*Données de l'exercice*
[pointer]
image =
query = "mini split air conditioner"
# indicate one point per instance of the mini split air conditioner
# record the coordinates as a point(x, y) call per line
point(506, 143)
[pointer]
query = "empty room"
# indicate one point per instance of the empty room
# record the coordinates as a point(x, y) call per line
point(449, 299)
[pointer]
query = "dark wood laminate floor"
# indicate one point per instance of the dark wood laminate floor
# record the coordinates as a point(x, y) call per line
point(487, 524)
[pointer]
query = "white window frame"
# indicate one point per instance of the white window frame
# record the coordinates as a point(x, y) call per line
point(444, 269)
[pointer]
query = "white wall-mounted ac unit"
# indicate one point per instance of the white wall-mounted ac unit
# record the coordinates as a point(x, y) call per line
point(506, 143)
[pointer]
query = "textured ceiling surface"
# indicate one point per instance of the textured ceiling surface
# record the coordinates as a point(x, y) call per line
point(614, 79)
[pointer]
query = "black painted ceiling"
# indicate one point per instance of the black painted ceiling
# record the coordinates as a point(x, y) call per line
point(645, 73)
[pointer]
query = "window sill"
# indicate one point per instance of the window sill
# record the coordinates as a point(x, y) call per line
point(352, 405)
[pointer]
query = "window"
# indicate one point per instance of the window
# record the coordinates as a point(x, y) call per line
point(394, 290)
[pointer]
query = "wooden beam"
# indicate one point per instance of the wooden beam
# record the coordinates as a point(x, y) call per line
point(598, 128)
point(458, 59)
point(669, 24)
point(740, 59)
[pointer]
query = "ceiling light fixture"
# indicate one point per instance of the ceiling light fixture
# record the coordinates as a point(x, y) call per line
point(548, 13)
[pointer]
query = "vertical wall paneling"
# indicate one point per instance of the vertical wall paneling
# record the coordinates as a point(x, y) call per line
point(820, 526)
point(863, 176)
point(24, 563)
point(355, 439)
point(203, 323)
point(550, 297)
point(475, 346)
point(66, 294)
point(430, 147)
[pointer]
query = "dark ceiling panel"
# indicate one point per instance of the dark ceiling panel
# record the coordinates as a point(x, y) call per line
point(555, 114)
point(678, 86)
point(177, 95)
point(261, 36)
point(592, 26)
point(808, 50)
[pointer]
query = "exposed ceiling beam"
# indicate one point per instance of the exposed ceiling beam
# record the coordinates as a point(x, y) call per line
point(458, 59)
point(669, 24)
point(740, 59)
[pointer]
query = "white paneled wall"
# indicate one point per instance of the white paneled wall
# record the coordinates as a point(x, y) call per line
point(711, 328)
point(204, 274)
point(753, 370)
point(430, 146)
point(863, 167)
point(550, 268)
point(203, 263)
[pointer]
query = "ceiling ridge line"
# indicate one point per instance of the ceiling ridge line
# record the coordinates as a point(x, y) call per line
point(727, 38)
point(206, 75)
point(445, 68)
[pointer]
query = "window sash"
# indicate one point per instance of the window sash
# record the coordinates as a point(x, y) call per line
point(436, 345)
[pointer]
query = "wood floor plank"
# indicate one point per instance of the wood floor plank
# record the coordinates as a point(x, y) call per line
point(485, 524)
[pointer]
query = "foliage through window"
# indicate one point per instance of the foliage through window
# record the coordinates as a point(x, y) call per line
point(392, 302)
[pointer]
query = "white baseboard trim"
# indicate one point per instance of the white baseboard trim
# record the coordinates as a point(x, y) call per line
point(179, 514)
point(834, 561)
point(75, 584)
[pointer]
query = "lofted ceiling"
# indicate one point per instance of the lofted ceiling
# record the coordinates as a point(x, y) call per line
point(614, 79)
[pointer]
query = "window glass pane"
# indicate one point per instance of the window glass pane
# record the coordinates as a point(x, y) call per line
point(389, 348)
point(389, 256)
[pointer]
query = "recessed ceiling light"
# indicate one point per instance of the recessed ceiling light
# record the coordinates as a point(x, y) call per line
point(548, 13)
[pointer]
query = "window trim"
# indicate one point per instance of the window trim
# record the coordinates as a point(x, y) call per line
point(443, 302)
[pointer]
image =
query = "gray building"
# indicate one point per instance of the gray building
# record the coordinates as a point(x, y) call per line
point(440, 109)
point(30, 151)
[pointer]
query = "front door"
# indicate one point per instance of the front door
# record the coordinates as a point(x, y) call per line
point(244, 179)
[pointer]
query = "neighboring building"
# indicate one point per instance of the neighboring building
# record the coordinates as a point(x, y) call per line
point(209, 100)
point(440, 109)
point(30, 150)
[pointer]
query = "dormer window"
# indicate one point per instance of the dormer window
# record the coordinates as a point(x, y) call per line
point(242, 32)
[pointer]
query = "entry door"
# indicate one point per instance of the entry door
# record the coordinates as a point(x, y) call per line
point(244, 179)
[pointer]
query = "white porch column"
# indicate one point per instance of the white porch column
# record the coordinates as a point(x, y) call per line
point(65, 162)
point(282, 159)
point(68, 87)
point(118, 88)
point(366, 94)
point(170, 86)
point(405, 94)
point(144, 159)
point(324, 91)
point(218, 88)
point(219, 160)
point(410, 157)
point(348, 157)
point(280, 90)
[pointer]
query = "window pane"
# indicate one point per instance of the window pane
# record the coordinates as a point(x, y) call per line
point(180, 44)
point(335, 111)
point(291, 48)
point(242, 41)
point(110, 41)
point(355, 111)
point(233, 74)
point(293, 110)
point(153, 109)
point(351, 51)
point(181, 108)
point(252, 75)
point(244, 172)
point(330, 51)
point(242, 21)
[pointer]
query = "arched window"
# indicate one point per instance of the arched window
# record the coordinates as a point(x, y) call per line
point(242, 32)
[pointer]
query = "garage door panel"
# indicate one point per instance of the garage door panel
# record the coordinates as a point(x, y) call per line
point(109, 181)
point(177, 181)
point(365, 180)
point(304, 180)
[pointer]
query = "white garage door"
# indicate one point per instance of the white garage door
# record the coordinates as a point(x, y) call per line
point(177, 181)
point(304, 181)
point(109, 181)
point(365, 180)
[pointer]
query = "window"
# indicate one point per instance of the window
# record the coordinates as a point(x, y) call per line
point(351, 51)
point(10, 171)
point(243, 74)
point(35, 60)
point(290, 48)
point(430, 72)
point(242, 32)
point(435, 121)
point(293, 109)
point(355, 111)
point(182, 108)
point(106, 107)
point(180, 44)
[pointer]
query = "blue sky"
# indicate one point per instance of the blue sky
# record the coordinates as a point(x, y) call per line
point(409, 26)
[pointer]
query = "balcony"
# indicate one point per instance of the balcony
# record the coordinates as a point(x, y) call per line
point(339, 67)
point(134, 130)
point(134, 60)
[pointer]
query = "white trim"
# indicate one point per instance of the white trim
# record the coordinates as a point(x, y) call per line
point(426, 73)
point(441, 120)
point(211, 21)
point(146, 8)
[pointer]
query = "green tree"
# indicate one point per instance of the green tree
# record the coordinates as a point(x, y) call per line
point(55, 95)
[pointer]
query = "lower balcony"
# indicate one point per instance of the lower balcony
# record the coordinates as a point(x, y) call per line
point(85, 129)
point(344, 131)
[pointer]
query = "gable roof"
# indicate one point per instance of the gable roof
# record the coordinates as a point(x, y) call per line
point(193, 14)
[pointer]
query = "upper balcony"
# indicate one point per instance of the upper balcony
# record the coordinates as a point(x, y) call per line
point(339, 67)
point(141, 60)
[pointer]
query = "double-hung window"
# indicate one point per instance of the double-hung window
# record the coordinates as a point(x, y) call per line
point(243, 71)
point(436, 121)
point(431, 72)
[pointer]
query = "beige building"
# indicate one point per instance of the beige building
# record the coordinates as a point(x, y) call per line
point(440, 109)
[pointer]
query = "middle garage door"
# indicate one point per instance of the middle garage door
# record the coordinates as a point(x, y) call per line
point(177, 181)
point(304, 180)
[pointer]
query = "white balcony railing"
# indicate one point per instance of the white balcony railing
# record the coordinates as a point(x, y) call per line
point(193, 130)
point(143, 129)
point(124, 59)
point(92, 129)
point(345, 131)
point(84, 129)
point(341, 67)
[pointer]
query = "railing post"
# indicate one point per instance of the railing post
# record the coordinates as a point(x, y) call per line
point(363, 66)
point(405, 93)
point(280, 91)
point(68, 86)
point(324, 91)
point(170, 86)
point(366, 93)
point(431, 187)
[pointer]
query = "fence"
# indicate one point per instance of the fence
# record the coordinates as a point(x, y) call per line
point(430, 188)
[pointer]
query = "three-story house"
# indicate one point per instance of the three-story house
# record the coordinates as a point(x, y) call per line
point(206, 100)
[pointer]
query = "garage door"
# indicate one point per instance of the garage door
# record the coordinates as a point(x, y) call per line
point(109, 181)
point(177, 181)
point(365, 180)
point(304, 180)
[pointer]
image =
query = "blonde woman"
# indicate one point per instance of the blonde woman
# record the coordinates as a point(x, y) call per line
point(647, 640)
---
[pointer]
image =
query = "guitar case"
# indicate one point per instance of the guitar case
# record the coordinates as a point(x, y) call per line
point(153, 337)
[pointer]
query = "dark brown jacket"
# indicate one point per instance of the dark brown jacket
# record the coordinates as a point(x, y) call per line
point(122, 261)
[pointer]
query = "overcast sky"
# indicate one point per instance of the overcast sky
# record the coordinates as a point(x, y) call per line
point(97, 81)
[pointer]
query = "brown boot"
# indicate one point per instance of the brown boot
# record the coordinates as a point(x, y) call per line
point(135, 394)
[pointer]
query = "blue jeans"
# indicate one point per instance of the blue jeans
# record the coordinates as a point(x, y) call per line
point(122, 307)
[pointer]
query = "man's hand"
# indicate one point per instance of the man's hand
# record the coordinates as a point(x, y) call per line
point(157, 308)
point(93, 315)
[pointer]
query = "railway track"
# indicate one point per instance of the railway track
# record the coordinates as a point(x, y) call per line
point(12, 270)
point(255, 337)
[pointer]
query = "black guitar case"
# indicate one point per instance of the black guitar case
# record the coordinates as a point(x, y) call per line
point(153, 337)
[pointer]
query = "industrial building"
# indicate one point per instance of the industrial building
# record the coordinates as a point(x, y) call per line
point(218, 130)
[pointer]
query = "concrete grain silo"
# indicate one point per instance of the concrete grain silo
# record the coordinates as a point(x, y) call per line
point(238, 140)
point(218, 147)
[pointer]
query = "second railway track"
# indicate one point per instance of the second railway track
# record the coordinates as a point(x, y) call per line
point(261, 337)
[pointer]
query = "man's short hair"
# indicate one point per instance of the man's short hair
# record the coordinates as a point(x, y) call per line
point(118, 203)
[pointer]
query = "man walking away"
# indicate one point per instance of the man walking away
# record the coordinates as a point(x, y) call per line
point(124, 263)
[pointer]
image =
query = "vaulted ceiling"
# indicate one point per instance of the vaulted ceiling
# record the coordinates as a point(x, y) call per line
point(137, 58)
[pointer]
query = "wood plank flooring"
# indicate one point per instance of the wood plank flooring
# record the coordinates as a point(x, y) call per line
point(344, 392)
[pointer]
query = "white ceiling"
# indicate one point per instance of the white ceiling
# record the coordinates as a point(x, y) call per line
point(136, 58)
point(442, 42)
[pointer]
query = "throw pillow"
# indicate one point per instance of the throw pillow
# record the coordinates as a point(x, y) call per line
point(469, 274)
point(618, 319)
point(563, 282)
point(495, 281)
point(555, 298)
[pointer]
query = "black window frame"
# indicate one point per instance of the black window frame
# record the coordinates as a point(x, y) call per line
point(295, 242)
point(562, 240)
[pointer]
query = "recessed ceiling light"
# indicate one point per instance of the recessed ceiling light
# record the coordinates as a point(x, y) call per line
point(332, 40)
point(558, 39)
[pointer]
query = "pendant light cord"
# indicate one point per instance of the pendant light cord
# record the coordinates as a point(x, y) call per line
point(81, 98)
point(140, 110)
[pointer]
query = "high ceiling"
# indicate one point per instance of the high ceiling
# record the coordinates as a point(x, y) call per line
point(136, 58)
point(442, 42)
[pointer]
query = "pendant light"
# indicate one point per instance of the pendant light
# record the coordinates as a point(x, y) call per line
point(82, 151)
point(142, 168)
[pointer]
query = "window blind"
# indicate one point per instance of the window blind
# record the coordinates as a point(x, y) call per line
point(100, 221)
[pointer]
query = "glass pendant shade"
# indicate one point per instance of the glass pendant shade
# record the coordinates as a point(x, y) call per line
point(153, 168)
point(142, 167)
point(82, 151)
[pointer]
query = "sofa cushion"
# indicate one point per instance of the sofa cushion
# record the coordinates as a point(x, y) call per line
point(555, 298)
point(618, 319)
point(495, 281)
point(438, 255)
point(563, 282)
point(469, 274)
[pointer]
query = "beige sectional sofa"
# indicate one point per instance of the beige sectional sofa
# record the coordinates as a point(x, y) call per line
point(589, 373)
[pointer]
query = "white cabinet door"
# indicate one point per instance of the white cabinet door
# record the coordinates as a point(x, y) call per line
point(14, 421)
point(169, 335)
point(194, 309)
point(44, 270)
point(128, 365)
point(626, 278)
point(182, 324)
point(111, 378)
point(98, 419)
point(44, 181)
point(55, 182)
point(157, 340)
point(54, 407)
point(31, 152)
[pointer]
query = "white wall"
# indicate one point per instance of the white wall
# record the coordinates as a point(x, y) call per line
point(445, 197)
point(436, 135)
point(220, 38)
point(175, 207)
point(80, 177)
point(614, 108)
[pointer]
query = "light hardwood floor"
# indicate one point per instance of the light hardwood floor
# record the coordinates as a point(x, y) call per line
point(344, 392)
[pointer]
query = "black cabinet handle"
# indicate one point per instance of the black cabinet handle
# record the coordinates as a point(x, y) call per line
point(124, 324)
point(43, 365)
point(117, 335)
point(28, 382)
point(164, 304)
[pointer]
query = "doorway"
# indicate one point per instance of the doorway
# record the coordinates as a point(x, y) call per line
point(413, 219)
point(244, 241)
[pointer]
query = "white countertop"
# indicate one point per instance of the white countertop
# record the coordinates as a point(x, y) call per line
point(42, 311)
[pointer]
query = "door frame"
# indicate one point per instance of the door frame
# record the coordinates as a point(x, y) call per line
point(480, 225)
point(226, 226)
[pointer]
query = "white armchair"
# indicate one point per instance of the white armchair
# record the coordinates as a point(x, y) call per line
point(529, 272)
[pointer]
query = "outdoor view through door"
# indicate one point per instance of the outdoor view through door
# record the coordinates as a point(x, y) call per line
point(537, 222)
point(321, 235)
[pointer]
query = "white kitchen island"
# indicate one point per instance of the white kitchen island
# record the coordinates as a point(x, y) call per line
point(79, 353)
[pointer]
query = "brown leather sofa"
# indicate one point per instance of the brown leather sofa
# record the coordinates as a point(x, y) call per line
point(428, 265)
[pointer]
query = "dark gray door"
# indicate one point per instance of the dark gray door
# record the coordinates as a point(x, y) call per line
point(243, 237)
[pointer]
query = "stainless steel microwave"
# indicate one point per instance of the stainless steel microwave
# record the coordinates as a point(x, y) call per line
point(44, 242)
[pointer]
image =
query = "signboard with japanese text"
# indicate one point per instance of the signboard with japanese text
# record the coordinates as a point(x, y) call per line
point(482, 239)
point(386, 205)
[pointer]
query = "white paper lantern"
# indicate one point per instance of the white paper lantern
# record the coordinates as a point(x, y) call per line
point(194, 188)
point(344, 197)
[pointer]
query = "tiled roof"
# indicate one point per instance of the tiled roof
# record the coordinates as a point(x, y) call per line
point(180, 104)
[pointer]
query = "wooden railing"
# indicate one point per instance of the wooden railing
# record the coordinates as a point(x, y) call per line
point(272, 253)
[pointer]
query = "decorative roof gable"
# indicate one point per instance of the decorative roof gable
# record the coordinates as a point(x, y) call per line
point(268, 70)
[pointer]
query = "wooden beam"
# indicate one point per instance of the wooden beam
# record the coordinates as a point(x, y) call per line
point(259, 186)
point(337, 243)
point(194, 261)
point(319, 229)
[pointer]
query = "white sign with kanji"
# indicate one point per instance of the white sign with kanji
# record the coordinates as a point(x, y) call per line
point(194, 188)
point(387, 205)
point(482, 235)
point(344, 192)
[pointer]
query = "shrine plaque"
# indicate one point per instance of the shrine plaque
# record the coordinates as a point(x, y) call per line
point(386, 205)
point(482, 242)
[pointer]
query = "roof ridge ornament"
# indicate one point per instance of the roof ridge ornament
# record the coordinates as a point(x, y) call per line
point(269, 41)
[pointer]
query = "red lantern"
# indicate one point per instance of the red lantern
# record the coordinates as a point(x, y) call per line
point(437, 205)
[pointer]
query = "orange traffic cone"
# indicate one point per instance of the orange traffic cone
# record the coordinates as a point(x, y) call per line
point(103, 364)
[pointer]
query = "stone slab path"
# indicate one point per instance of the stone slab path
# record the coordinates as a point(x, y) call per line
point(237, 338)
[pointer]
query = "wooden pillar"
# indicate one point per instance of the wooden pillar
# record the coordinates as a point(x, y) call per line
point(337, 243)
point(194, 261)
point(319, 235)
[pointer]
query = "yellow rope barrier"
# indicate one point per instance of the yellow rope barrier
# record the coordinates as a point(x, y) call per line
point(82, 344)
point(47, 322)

*Énoncé*
Repérez dans les enregistrements toutes les lignes qui contiennent la chaîne « blind », puis recopiez chacune d'elles.

*Corrigé complet*
query = "window blind"
# indicate one point per instance of the window blind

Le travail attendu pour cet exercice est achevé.